─── Selected excerpt ───
19 Pages Posted: 8 Dec 2007
The postmodernist turn in theory left the status of humanism in some doubt. This chapter argues that a recuperation of a specifically socialist humanism is both possible and desirable, but only by overcoming the anthropocentrism of radical humanism. Renaissance and Enlightenment conceptions of the subject were rooted in an untenable dichotomy between the human and the animal, in ways that vitiated the idea and ideal of universal freedom. By conflating subjectivity as such with human subjectivity, humanism created a diremption in the world that placed the knower (human consciousness) on one side, and the merely known (objectified Nature) on the other. Marxism and socialist humanism reproduced this error in ways that have undermined the socialist vision of universal emancipation, misconstrued the nature of the subject, and overlooked the significance of human domination of other animals. The author advocates a new approach, what he calls metahumanism, to affirm a two-sided freedom in which the liberation of other animals from human oppression, and the emancipation of ourselves as animals - that is, the restoration of the sensual dimension of existence, free sexual expression, and valorization of the labor and love of the body - would become central features of a new movement for civil and cultural reform.
───
▸ Challenge A
In the abstract, what name does the author give to the new approach he advocates?
▸ Challenge B
Return every line in the entries below that contains the word "flat".
─── Provided data ───
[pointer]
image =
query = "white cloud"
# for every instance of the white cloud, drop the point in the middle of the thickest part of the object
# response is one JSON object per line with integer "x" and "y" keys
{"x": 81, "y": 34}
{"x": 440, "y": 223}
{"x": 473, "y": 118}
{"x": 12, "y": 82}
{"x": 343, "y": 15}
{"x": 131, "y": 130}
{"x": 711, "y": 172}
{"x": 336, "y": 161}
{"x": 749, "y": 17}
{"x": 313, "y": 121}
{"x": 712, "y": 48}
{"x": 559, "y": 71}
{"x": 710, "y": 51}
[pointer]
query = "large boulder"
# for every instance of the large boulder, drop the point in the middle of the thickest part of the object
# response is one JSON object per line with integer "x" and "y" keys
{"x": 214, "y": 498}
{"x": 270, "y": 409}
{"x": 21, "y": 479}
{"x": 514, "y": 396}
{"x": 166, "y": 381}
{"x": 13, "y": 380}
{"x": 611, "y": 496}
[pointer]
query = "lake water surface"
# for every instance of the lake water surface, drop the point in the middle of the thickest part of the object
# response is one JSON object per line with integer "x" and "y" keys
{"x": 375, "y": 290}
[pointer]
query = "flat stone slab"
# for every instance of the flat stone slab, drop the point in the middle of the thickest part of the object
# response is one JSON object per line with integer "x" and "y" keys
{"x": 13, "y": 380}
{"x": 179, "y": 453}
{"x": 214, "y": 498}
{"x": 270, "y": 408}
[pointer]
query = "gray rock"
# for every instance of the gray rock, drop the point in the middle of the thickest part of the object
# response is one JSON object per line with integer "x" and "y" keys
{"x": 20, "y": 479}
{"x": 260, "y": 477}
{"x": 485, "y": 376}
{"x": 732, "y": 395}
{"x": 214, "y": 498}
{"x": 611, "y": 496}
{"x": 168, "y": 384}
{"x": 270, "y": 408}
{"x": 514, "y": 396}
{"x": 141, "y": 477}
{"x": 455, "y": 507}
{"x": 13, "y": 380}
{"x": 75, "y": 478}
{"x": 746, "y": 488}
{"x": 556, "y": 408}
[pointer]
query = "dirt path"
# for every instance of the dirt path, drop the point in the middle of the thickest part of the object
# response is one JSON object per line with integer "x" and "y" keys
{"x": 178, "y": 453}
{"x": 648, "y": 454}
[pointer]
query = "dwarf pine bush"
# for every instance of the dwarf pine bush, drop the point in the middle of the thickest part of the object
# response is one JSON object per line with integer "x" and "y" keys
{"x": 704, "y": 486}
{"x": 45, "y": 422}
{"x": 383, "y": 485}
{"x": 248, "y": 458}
───
▸ Exercise solution A
Metahumanism.

▸ Exercise solution B
query = "flat stone slab"
# for every instance of the flat stone slab, drop the point in the middle of the thickest part of the object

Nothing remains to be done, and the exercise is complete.